Last updated on Jul 4, 2026

Design-Build Agreements in Ontario An Insight into CCDC 14

A design-build agreement is a single contract under which one company, the design-builder, takes responsibility for both designing and constructing your project. You deal with one accountable party instead of hiring an architect or engineer first and a separate contractor later.

In Ontario, most design-build projects run on a standard form from the Canadian Construction Documents Committee, and that form changed this year. The CCDC released CCDC 14 (2026), a new edition of its Design-Build Stipulated Price Contract, and a brand new CCDC 32 for progressive design-build. At the same time the Construction Act, the provincial statute that governs payment, holdback, and liens on every construction project, was amended on January 1, 2026. If your understanding of design-build predates this year, it is out of date on two fronts at once.

This guide explains how design-build works, what the 2026 CCDC forms changed, how the current Construction Act affects your money and your deadlines, the risks we see owners run into, and how we review these contracts before you sign.

(GIVEN INFORMATION)
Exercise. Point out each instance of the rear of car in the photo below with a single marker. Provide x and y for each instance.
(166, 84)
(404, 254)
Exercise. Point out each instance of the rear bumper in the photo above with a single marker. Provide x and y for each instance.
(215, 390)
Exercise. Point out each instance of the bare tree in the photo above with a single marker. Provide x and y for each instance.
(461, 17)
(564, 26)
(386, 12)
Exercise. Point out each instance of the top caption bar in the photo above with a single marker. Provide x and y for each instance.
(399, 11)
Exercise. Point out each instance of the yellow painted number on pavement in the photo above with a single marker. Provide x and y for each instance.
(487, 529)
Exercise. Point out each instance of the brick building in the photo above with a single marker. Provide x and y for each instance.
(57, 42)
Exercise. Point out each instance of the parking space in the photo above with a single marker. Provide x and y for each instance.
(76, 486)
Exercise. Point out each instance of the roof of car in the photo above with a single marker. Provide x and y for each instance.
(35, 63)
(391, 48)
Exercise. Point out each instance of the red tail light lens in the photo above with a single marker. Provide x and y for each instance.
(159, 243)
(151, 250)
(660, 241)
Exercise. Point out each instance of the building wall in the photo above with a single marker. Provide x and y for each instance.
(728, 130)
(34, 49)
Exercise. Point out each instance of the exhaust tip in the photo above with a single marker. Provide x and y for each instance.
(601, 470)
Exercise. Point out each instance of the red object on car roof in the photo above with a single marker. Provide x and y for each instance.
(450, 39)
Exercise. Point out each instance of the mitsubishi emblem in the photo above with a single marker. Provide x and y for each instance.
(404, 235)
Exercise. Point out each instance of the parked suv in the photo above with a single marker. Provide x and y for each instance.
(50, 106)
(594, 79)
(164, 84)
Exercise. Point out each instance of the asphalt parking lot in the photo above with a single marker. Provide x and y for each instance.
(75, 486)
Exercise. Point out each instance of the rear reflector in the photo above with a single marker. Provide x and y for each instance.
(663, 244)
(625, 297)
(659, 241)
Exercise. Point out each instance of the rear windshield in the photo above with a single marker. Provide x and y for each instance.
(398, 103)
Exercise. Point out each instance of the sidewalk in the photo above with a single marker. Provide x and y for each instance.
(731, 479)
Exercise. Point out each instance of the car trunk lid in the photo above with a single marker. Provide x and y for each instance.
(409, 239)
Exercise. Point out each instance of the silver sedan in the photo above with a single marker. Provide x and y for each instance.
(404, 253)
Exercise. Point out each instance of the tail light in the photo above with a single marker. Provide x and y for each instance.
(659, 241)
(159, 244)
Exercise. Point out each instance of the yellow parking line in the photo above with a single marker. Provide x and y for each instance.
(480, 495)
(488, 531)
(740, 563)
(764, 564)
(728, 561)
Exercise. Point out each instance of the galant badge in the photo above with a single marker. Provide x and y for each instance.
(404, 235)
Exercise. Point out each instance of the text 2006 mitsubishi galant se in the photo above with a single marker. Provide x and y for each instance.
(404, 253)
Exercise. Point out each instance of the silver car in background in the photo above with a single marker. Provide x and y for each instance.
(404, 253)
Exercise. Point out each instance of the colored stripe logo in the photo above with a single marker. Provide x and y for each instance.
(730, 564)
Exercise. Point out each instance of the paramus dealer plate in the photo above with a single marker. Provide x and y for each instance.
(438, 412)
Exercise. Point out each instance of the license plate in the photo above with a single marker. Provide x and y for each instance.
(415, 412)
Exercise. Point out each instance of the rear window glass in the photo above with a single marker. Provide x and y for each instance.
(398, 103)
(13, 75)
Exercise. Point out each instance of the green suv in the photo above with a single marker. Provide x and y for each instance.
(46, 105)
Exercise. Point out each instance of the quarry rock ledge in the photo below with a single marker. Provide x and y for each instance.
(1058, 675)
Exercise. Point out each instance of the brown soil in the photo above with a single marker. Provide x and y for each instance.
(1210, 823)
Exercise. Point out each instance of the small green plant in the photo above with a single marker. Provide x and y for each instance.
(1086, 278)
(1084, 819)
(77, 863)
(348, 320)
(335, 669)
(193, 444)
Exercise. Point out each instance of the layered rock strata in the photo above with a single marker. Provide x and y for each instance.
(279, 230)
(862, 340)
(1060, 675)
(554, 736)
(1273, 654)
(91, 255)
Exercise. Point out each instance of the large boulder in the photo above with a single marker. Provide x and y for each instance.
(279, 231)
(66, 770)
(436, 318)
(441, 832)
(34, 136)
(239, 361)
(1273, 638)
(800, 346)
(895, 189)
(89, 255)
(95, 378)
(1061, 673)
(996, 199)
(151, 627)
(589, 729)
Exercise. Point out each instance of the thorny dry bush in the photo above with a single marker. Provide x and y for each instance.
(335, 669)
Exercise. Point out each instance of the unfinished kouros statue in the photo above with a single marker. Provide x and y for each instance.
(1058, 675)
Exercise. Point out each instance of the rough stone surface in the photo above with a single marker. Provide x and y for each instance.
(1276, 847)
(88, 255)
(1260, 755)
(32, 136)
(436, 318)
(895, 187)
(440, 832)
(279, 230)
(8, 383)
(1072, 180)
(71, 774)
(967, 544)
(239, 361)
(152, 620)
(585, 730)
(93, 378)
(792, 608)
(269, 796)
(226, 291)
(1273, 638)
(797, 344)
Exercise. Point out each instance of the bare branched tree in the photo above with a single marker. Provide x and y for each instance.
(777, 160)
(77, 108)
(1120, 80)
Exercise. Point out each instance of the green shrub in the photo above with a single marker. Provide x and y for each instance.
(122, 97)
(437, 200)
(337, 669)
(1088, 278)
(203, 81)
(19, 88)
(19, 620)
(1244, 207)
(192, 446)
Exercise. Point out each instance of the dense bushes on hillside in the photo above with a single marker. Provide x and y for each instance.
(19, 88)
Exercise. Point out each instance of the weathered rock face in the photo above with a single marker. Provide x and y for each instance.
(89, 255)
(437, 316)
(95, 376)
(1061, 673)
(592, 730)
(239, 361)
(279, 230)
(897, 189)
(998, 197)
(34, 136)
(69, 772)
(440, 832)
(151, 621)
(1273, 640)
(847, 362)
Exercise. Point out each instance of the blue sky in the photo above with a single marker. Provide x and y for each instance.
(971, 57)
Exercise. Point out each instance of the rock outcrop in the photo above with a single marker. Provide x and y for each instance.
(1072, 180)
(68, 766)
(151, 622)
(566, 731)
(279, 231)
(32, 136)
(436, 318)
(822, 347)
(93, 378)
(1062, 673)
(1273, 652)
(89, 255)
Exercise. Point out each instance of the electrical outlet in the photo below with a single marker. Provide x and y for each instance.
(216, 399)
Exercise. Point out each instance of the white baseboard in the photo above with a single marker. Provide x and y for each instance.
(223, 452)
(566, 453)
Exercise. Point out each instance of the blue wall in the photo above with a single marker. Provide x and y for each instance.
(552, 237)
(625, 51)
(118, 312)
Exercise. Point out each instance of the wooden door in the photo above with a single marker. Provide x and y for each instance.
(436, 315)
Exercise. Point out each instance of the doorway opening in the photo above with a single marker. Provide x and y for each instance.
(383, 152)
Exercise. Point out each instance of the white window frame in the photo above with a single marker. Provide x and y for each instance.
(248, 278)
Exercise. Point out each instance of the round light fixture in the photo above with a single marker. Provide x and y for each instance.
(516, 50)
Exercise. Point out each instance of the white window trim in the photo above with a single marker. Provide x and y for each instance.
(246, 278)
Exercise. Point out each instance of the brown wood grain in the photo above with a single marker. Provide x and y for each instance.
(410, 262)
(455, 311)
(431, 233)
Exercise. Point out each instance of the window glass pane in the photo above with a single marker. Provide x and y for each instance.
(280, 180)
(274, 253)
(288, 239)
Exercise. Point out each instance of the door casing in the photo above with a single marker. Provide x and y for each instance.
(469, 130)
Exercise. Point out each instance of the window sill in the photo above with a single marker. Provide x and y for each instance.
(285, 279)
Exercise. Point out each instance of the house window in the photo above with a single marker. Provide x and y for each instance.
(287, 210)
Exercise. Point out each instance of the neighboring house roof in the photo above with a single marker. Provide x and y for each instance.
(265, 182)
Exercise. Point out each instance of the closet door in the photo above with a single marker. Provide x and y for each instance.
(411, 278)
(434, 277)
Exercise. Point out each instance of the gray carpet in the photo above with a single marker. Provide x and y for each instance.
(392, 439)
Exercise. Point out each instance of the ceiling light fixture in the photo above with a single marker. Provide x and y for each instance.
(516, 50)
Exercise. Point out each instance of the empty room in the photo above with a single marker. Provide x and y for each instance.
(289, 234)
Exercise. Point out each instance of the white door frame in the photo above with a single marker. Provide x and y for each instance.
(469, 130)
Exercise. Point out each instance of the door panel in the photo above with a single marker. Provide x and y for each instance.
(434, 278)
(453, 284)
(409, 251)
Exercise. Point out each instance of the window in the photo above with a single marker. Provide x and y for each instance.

(WHAT TO PRODUCE) Can you reproduce the whole Ontario design-build excerpt above, word for word?

(RESPONSE BELOW)
Last updated on Jul 4, 2026

Design-Build Agreements in Ontario An Insight into CCDC 14

A design-build agreement is a single contract under which one company, the design-builder, takes responsibility for both designing and constructing your project. You deal with one accountable party instead of hiring an architect or engineer first and a separate contractor later.

In Ontario, most design-build projects run on a standard form from the Canadian Construction Documents Committee, and that form changed this year. The CCDC released CCDC 14 (2026), a new edition of its Design-Build Stipulated Price Contract, and a brand new CCDC 32 for progressive design-build. At the same time the Construction Act, the provincial statute that governs payment, holdback, and liens on every construction project, was amended on January 1, 2026. If your understanding of design-build predates this year, it is out of date on two fronts at once.

This guide explains how design-build works, what the 2026 CCDC forms changed, how the current Construction Act affects your money and your deadlines, the risks we see owners run into, and how we review these contracts before you sign.